Task item: Return all lines from the entries below in which the word "horse" is present.

--------

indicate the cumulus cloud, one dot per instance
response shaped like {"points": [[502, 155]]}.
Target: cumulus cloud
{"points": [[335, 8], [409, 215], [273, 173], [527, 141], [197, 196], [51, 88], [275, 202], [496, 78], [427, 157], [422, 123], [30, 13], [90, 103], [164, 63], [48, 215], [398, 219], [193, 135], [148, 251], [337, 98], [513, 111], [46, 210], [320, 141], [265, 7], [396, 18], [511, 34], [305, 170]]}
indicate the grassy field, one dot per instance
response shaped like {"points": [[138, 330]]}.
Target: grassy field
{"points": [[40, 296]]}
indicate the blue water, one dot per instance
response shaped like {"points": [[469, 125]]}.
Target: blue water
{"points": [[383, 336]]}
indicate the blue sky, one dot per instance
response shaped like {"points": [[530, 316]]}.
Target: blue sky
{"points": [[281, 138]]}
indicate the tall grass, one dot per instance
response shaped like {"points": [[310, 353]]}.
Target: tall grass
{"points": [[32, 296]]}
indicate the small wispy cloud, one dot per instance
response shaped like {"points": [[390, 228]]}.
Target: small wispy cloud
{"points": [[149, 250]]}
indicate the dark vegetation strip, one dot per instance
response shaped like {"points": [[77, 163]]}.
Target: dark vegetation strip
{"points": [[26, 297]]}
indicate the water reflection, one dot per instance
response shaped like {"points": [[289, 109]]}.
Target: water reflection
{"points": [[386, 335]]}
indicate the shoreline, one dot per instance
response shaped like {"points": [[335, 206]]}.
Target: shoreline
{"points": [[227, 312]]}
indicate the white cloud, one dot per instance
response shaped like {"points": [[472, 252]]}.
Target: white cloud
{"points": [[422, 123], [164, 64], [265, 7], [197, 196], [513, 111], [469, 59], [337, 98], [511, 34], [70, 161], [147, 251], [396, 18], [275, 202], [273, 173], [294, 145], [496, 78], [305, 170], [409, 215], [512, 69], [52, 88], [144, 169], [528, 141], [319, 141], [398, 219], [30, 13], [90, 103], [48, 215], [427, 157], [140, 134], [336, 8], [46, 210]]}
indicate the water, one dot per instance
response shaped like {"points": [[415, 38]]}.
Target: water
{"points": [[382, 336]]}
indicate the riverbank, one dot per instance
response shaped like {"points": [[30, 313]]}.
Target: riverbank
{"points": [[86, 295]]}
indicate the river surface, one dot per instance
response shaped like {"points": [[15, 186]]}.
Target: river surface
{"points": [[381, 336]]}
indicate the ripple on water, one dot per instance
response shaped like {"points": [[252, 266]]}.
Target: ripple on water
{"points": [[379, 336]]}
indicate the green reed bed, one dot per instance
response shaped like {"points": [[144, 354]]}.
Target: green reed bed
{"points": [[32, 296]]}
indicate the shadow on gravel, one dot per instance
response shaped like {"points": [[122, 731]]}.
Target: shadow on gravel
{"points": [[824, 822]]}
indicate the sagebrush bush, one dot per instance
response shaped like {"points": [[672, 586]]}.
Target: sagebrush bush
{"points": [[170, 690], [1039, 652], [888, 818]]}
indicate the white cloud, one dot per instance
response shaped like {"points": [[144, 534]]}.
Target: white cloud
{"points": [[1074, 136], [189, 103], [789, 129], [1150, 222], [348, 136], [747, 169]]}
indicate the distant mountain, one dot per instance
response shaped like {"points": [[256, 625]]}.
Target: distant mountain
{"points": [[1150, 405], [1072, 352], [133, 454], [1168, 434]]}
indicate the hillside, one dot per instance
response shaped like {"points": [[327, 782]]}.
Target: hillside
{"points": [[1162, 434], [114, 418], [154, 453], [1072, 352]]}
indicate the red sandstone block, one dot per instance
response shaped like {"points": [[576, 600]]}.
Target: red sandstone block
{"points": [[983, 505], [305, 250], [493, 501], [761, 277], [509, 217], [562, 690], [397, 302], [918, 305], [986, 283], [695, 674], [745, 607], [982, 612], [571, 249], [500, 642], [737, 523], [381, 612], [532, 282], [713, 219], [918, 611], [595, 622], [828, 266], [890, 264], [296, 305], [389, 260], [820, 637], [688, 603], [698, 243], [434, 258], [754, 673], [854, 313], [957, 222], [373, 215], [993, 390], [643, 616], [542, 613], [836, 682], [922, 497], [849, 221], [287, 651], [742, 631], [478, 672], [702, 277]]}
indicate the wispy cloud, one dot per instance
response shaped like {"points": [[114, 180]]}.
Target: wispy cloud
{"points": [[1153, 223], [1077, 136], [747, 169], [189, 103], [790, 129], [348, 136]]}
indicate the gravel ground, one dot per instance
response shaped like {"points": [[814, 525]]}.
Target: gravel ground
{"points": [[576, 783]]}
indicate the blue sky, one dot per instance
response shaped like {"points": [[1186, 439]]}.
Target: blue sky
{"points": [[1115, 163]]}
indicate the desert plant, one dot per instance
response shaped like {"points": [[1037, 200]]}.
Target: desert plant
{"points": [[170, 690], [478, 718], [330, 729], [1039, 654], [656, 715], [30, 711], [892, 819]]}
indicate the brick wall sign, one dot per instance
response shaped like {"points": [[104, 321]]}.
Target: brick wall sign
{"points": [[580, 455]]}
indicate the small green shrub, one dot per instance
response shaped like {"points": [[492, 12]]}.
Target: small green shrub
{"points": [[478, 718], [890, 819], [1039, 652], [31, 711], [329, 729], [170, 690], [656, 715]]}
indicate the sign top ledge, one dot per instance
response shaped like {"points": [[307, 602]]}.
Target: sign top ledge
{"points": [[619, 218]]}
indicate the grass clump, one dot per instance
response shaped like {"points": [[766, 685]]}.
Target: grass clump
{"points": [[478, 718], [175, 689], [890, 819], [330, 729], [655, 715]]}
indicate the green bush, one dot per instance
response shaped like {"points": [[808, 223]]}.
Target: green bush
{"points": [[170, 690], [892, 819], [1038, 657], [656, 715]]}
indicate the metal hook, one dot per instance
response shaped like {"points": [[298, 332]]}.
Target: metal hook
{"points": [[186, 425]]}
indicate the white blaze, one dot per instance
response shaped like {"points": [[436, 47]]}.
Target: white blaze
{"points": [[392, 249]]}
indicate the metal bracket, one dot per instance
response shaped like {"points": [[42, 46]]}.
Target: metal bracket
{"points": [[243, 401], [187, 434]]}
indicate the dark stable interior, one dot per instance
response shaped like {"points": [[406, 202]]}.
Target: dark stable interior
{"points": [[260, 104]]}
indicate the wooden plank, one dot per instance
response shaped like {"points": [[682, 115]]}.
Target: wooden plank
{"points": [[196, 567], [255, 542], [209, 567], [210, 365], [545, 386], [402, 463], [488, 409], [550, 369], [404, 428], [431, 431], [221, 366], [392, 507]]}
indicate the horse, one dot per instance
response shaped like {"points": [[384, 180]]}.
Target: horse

--------

Reply to the task:
indicate the horse, one dot per instance
Target: horse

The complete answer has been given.